Excerpts of pointing data
────

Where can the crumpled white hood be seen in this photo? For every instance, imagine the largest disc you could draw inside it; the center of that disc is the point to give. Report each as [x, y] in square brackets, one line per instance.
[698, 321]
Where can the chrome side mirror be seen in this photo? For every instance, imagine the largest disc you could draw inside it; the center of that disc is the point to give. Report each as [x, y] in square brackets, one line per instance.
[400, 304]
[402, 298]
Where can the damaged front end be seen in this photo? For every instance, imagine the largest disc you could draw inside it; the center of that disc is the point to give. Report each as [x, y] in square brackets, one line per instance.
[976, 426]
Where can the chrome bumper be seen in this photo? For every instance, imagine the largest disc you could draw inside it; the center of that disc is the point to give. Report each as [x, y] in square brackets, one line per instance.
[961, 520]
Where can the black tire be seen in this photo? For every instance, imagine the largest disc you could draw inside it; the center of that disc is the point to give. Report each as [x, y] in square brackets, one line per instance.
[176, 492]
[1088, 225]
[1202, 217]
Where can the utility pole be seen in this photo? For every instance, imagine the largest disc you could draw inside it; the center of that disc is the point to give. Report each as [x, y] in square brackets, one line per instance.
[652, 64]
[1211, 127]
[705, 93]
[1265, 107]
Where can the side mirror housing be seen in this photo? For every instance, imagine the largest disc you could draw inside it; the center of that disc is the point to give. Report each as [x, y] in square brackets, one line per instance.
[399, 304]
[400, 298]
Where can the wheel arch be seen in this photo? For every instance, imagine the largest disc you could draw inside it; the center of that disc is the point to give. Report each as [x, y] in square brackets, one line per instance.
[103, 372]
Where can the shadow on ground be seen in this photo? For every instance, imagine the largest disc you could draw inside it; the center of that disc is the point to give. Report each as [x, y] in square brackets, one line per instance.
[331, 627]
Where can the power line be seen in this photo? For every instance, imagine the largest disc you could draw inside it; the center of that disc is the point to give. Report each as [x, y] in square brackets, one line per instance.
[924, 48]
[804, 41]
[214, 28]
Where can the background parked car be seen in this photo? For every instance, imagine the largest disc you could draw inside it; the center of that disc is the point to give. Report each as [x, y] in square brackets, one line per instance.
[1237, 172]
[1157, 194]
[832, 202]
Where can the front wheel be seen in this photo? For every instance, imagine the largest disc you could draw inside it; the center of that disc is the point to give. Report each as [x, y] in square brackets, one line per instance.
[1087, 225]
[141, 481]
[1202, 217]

────

*PROBLEM TO SOLVE*:
Rewrite all of the records above, swapping every "disc" for "circle" and leaving everything else unchanged.

*TASK RESPONSE*:
Where can the crumpled white hood be seen in this photo? For every instance, imagine the largest circle you could draw inside it; the center of that circle is the point to give. Report each as [x, y] in square brackets, one line per instance.
[698, 321]
Where can the chrome side mirror be seen in this photo? For every instance, imagine the largest circle you could draw inside it; the center of that circle is the point to give. Report each as [x, y] in square brackets, one line per instance.
[400, 304]
[402, 298]
Where can the damaged front end be seen in this photo? For every instance, imagine the largest circle you could draw inside it; the center of that circle is the point to give. Report each as [x, y] in square brackets, one line per instance.
[976, 426]
Where can the chrome bumper be seen in this photo? For every instance, imagine the largest circle you could draw inside it; the center of that circle is the point to give. Report each as [x, y] in square brackets, one line per instance.
[961, 520]
Where can the black tire be seen in this photo? For every instance, imagine the largest circle you could draw inside it; the center of that circle is the point to give. Report each as [x, y] in square brackets, one line per instance.
[176, 492]
[1088, 225]
[1202, 217]
Where can the utility pole be seen in this photo? For every instance, imagine the largest circle you could draw inside it; the center of that circle is the point to give. Report each as [x, y] in square brackets, one line per instance.
[652, 64]
[1211, 127]
[705, 93]
[1265, 107]
Where can the side mirror housing be seen in this photo? For every instance, imagine the largest circle you could draw inside it; the center of that circle is the point to give. Report each as [x, y] in square brackets, one line per instance.
[399, 304]
[400, 298]
Where can the wheel arch be seen in this photo? For every instance, imagine the largest circle you could draw inside it; the center of that circle is the point to give. Report each as [x, y] in square brackets, one line per instance.
[103, 372]
Where can the shadow on ground be seen in this photo? For every instance, imagine the largest circle you could draw inside it; the center of that circle is the point to give. Report each as [x, y] in square brackets, one line per instance.
[331, 627]
Where can the power line be seen in this photo? For every instance, imagine the largest circle you could draw inside it; the center of that circle is the point to give. Report each as [x, y] in square brackets, one line per instance.
[924, 48]
[804, 41]
[214, 28]
Where can the background parked car be seen in this photo? For every instance, imagine the largest circle you could draw inside it; the center of that circle is the point to give. Report each as [x, y] in square brackets, one line per instance.
[1237, 172]
[1157, 194]
[832, 202]
Where can the front wheel be seen in this photo? For every instance, imagine the largest circle you could draw inside it; the center of that circle is the point to give. Report each as [x, y] in square brackets, one line per instance.
[1087, 225]
[141, 481]
[1202, 217]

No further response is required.